→ **Text passage**:
◆ ◆ ◆ ◆
Search for the intricate connection of memory. If a memory slips in unbidden during the day, track its source. What where you doing or thinking when the memory came to light? In writing from memory, be selective. If you’re crafting nonfiction, remember that essays and memoirs don’t wander, they are defined by theme and meaning. It’s impossible to write about every event from birth to death. Choose significant moments, narrow your time frame.
      Memory is a slippery thing. A distant scene will appear unbidden; a tragedy will refuse to leave our consciousness. We are sometimes haunted by our past and sometimes able to step into a distant time to relish life again. When mining the past, ask yourself what it means. So often we understand ourselves, our families, our tragedies long after events unfolds So often we spend our lives puzzling, teasing over the meaning of things. Marilyn Ferguson suggests, "In most lives insight has been accidental. We wait for it as primitive man awaited lightening for a fire. But making mental connections is our most crucial learning tool, the essence of human intelligence; to forge links; to go beyond the given; to see patterns, relationship, context."

Sunday, May 29, 2011

Market Resource
Here is a resource for those of you looking to publish that I've just run across: Duotropes Digest   It's a free listing of poetry and fiction publications. If you have success with this resource, please let me know.
"Criticism may not be agreeable, but it is necessary. It fulfills the same function as pain in the human body. It calls attention to an unhealthy state of things.”  ~Winston Churchill
What about you?
◆ ◆ ◆ ◆
→ **Excerpted records**:
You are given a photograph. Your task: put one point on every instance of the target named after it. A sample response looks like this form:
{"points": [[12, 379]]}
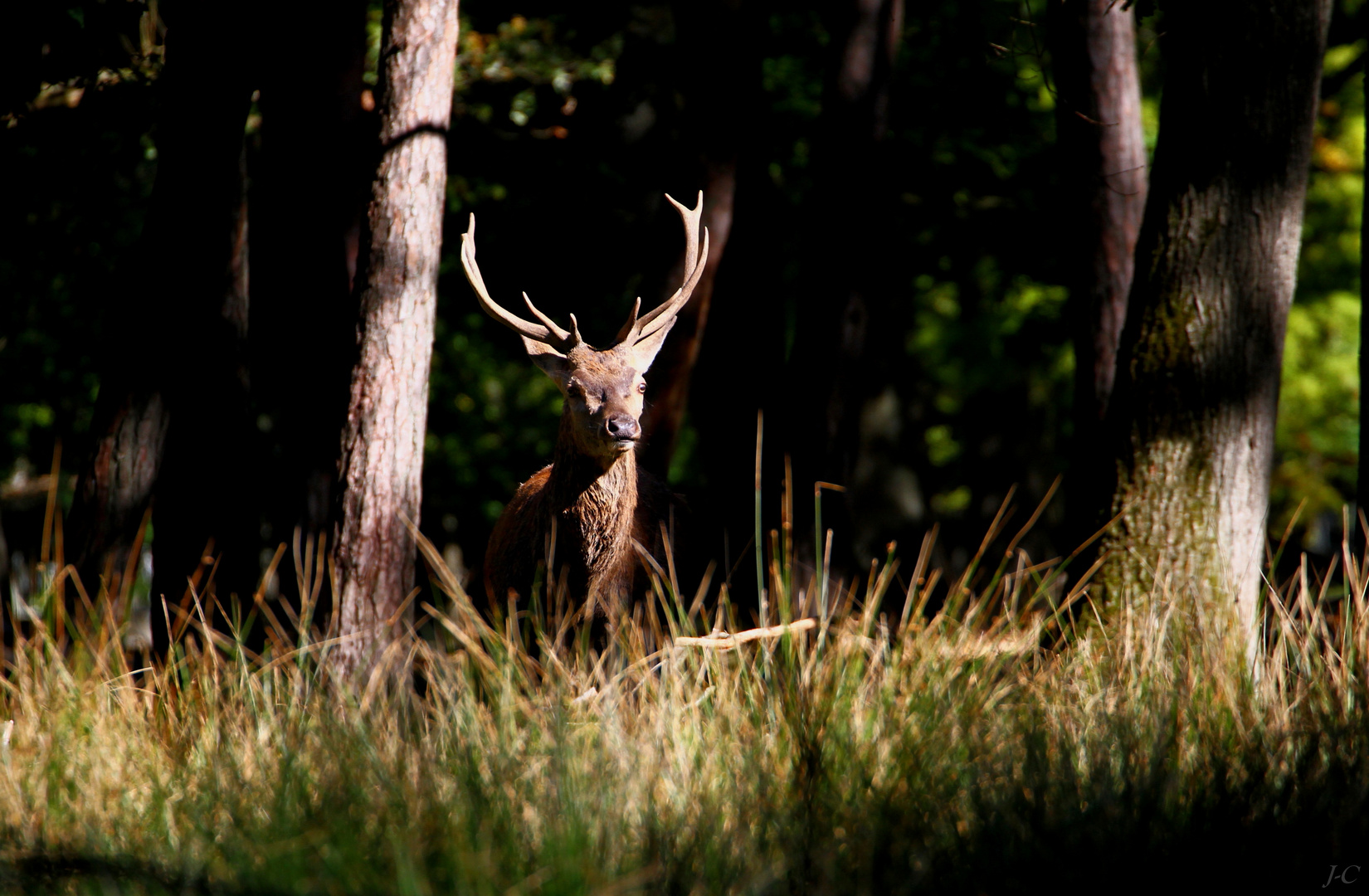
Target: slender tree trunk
{"points": [[1192, 415], [382, 442], [1103, 158], [1362, 483]]}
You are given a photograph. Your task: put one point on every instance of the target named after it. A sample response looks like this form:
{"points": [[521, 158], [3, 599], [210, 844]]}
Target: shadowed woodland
{"points": [[1021, 368]]}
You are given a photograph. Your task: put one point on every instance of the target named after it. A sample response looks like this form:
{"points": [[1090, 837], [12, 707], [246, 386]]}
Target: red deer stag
{"points": [[593, 497]]}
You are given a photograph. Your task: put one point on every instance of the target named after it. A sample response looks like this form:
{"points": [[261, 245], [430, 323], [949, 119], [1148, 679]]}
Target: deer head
{"points": [[602, 387]]}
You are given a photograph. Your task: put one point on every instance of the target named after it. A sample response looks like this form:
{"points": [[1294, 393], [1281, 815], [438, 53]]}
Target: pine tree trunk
{"points": [[1103, 156], [1192, 415], [1362, 483], [382, 441]]}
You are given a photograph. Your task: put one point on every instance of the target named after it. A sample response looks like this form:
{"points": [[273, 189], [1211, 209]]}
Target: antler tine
{"points": [[665, 314], [690, 217], [694, 263], [526, 329], [547, 322], [631, 323]]}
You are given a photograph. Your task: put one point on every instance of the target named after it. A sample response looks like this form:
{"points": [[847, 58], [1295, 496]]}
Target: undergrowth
{"points": [[1015, 739]]}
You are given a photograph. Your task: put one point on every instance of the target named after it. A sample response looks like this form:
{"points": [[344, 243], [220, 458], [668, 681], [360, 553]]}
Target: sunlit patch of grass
{"points": [[1016, 739]]}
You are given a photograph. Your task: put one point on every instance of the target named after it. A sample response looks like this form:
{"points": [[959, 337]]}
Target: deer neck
{"points": [[594, 504]]}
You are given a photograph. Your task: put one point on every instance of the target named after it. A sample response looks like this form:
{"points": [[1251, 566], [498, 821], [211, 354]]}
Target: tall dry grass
{"points": [[1017, 739]]}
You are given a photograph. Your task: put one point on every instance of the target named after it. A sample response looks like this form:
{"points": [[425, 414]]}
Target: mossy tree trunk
{"points": [[1192, 413], [382, 441]]}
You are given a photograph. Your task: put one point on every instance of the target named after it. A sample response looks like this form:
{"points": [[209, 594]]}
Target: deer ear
{"points": [[645, 350], [549, 360]]}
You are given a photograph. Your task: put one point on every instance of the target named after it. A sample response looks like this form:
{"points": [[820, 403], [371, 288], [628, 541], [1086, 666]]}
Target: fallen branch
{"points": [[722, 640]]}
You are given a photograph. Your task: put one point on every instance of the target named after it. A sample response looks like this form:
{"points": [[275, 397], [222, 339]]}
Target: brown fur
{"points": [[597, 495], [593, 502]]}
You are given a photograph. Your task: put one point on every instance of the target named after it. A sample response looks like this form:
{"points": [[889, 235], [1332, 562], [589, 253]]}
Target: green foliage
{"points": [[1318, 411]]}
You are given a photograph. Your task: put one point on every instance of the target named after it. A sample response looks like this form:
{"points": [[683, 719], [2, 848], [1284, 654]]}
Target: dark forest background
{"points": [[568, 128]]}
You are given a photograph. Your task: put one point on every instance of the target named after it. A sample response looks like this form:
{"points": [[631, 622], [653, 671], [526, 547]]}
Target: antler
{"points": [[696, 261], [547, 333]]}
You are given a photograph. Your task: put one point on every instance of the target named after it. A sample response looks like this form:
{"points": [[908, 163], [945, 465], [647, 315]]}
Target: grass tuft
{"points": [[1017, 739]]}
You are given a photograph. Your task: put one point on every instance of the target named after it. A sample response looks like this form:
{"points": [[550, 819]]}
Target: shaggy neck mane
{"points": [[594, 505]]}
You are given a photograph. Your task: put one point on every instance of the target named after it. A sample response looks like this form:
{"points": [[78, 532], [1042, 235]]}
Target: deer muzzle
{"points": [[623, 428]]}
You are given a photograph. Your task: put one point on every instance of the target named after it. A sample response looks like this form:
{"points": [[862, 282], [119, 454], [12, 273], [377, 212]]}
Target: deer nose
{"points": [[621, 426]]}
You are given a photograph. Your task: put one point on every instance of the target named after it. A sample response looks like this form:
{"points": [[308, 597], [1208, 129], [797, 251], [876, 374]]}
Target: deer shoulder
{"points": [[593, 505]]}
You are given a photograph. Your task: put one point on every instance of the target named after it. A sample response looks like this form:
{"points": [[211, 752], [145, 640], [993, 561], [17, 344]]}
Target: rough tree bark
{"points": [[382, 441], [1192, 413], [1103, 156]]}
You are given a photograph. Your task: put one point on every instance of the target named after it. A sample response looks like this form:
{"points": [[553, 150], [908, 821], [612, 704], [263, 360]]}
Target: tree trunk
{"points": [[1192, 416], [382, 441], [1362, 483], [1103, 158]]}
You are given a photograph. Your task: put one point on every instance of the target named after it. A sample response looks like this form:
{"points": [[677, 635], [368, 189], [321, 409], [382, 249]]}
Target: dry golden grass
{"points": [[998, 744]]}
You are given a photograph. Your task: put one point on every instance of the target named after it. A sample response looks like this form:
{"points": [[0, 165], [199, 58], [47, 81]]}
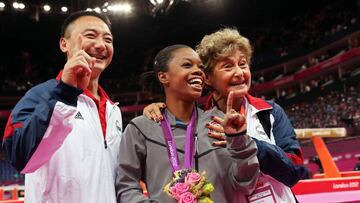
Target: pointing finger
{"points": [[229, 102]]}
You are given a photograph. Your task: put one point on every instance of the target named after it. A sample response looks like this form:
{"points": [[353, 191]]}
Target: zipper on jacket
{"points": [[196, 153]]}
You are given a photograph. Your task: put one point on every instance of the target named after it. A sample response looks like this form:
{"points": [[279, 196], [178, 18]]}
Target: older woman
{"points": [[157, 153], [226, 56]]}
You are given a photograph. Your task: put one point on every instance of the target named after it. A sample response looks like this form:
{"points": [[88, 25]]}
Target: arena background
{"points": [[307, 57]]}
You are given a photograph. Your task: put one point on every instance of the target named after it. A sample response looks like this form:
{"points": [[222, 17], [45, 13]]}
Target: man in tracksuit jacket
{"points": [[64, 134]]}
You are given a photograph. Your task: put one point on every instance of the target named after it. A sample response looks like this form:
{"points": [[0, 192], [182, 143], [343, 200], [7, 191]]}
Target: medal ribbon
{"points": [[171, 145]]}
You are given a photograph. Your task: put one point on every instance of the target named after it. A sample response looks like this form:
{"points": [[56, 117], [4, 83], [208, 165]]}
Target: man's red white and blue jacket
{"points": [[279, 153], [66, 142]]}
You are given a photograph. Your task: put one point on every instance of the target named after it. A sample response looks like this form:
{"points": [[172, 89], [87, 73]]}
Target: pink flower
{"points": [[187, 197], [178, 189], [192, 178]]}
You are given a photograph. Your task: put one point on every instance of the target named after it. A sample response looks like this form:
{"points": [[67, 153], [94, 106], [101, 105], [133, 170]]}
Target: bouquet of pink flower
{"points": [[189, 186]]}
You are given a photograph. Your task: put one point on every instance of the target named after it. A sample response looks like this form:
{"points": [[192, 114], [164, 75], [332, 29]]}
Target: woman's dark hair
{"points": [[163, 57], [74, 16]]}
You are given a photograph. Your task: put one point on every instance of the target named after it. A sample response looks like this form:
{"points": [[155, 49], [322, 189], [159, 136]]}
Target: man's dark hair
{"points": [[74, 16]]}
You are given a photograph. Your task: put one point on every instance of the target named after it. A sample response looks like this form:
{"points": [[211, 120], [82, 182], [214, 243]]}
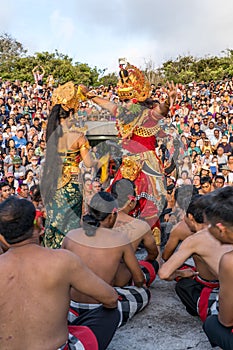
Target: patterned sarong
{"points": [[208, 303], [131, 300], [80, 338], [149, 269]]}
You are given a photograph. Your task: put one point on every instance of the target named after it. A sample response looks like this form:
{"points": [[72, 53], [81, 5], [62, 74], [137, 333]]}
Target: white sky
{"points": [[98, 32]]}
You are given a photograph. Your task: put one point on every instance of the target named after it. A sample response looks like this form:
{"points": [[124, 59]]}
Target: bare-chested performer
{"points": [[102, 249], [137, 231], [181, 230], [206, 252], [35, 290], [219, 328]]}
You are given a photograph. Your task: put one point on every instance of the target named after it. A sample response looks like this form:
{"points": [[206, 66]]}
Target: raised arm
{"points": [[168, 270], [132, 263], [150, 246], [87, 282], [102, 102], [178, 233]]}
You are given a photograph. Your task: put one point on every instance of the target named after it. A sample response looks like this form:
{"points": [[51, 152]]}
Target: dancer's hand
{"points": [[172, 92]]}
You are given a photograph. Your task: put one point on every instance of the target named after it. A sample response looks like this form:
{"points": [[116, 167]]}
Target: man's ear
{"points": [[190, 217], [221, 227], [3, 243]]}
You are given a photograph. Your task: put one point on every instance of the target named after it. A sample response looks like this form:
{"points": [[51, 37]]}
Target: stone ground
{"points": [[164, 324]]}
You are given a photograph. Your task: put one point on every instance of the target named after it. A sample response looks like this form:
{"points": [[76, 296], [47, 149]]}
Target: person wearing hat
{"points": [[228, 175], [16, 168], [66, 147], [137, 121], [34, 166], [5, 191], [10, 179], [19, 138], [226, 146]]}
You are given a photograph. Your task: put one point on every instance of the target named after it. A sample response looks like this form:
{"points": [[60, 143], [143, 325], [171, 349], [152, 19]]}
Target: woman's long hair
{"points": [[53, 162]]}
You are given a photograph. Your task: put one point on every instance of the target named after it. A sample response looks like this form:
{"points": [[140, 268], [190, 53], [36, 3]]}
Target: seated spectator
{"points": [[218, 181], [34, 166], [213, 164], [19, 138], [30, 179], [218, 326], [225, 145], [183, 179], [137, 231], [98, 239], [17, 232], [10, 179], [16, 167], [5, 191], [222, 158], [23, 191], [206, 185]]}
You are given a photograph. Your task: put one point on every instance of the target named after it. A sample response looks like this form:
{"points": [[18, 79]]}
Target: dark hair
{"points": [[53, 162], [221, 177], [221, 207], [3, 184], [183, 195], [102, 204], [121, 189], [205, 179], [16, 219]]}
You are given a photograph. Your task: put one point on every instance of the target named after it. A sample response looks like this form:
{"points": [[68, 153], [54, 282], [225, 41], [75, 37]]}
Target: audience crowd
{"points": [[202, 116]]}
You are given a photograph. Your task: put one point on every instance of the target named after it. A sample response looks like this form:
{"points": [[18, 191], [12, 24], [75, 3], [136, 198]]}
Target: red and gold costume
{"points": [[138, 127]]}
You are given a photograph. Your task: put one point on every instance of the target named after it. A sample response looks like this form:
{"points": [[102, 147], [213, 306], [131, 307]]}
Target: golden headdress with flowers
{"points": [[132, 83], [68, 95]]}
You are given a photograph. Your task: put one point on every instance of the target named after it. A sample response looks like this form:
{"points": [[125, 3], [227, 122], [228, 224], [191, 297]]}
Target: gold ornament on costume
{"points": [[132, 83], [131, 167], [68, 95]]}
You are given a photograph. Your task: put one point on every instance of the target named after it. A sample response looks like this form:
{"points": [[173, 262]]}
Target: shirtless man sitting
{"points": [[219, 328], [137, 231], [102, 249], [35, 298], [180, 231], [206, 252]]}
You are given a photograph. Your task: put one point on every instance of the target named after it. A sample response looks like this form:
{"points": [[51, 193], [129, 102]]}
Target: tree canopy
{"points": [[16, 64]]}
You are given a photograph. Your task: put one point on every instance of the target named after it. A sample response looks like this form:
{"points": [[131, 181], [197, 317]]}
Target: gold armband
{"points": [[85, 146], [166, 102]]}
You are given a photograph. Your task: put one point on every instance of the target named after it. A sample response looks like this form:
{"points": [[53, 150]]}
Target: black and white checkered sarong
{"points": [[131, 301]]}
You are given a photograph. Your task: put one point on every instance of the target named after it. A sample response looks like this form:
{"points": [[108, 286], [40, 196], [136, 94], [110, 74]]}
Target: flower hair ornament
{"points": [[68, 96], [132, 83]]}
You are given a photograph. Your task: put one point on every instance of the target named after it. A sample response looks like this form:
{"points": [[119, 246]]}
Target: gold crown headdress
{"points": [[68, 95], [132, 83]]}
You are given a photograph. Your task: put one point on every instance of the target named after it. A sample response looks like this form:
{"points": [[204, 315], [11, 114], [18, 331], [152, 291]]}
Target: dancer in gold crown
{"points": [[138, 125]]}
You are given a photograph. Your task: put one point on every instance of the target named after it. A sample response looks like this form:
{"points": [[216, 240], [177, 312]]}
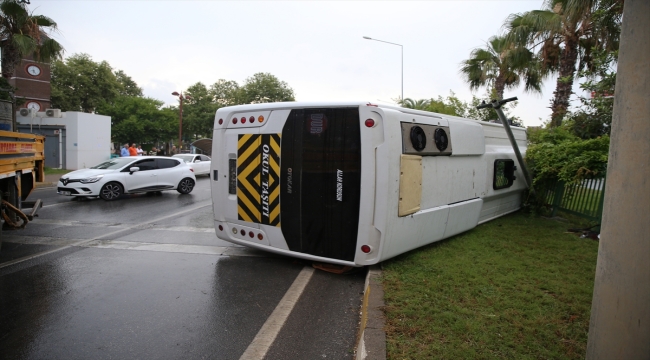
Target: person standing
{"points": [[125, 150]]}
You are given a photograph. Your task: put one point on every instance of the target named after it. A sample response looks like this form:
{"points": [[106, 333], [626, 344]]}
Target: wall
{"points": [[88, 136]]}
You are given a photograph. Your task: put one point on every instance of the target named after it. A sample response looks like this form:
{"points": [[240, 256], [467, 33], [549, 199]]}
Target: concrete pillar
{"points": [[620, 311]]}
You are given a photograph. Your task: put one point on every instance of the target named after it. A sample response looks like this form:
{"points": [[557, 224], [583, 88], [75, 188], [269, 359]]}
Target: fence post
{"points": [[559, 194], [601, 201]]}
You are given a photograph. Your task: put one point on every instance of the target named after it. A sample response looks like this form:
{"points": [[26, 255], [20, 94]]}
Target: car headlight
{"points": [[91, 179]]}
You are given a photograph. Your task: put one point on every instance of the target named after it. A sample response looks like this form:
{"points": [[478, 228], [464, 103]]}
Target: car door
{"points": [[145, 179], [169, 172]]}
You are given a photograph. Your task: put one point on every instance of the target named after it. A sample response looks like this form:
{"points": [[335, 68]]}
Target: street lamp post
{"points": [[181, 97], [402, 47]]}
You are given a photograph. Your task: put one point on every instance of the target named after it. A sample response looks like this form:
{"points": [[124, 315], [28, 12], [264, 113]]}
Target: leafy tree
{"points": [[501, 65], [80, 84], [264, 87], [198, 111], [22, 34], [225, 93], [128, 86], [557, 154], [452, 105], [594, 117], [421, 104], [140, 120], [565, 32]]}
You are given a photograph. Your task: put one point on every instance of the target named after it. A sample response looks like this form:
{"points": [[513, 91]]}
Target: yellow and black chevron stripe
{"points": [[258, 178]]}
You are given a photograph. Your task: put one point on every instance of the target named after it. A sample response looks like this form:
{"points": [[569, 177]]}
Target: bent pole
{"points": [[496, 105]]}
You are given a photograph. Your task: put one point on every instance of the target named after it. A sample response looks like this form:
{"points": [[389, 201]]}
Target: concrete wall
{"points": [[620, 312], [88, 136]]}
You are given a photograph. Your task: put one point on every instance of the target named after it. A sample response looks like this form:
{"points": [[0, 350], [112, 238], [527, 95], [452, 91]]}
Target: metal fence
{"points": [[584, 199]]}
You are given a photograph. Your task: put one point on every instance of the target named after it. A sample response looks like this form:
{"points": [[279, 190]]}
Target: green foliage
{"points": [[501, 65], [128, 87], [225, 93], [594, 117], [198, 112], [24, 35], [81, 84], [452, 105], [564, 35], [6, 89], [264, 87], [140, 120], [557, 154]]}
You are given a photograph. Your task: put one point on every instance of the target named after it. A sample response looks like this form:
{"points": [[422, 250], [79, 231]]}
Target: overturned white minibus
{"points": [[354, 183]]}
◆ ◆ ◆ ◆
Please copy the writing text from "Market Resource" to "What about you?", renaming "Duotropes Digest" to "Duotrope".

Market Resource
Here is a resource for those of you looking to publish that I've just run across: Duotrope   It's a free listing of poetry and fiction publications. If you have success with this resource, please let me know.
"Criticism may not be agreeable, but it is necessary. It fulfills the same function as pain in the human body. It calls attention to an unhealthy state of things.”  ~Winston Churchill
What about you?